Extract:
-- START --

But the body is not the only thing that smells. Lying at the feet of the corpse is a piece of cardboard, "one whole side of a toilet-paper box, like you can pick up out back of the Piggly Wiggly." And on the cardboard, "in a girly curlicue" with black Magic Marker, is the confession of the corpse's wife, ending with a curious postscript: "Leland, can you blame me?"
Yet within 24 hours, the wife herself is dead, and Uncle Leland has disappeared. Naturally, Unc's role in the mystery requires Huger's presence, and the boy has certainly seen his share of skinned carcasses in his brief lifetime.
Ever since Unc was blinded in a house fire that killed his wife, Huger has served as amanuensis, guide, an all-purpose Huck to his uncle's older and wiser Jim. While he lives with his mother in North Charleston during the week, Huger moves out to his Hungry Neck family on the weekends: Unc, his black cook, Miss Dinah, and her deaf and dumb daughter, Dorcas.
Huger sets off on a search for the killer, along with Miss Dinah and the remarkable Dorcas, a girl of many talents as he soon discovers. The hunt, from pillar to Piggly Wiggly, takes the gang through the lowlands of privileged Charleston and its slaveholding past. White-coated doctors and rednecked troopers rub shoulders even more dislocatingly than in "Deliverance." Greed, of course, in the form of Hungry Neck real estate and international finance, is the force behind all the movement.
But the real treasure in "The Hunt Club" is the story of Huger and Unc. Bret Lott has written a beautiful romance of "Shane"-like quality, well beyond the simple, folksy image of a boy guiding a blind man through the woods of human depravity. The only disappointment is that Lott didn't trust this human mystery more.
After seven books of finely observed stories, novels and memoir (many set in similar psycho-economic terrain), Lott has set his sights on writing a thriller. At the end, if the solution to the mystery of "The Hunt Club" seems surgically grafted onto the novel, this is perhaps the price that Lott has paid for playing outside his familiar literary woods.

-- END --

Supplied material:
-- START --

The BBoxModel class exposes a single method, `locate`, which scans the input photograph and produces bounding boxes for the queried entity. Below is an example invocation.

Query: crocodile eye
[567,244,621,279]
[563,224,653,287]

-- END --

Exercises:
1. Reproduce the stretch of the review from "But the real" through "human mystery more.".
2. Condense the paragraph of the review that begins "Huger sets off on a search" into no more than three sentences, keeping its main facts.

Expected outputs:
1.
But the real treasure in "The Hunt Club" is the story of Huger and Unc. Bret Lott has written a beautiful romance of "Shane"-like quality, well beyond the simple, folksy image of a boy guiding a blind man through the woods of human depravity. The only disappointment is that Lott didn't trust this human mystery more.

2. Huger hunts for the killer with Miss Dinah and Dorcas, who turns out to be a girl of many talents. The search takes them through the lowlands of privileged Charleston and its slaveholding past, where white-coated doctors and rednecked troopers mix even more dislocatingly than in "Deliverance." Greed, in the form of Hungry Neck real estate and international finance, drives all the movement.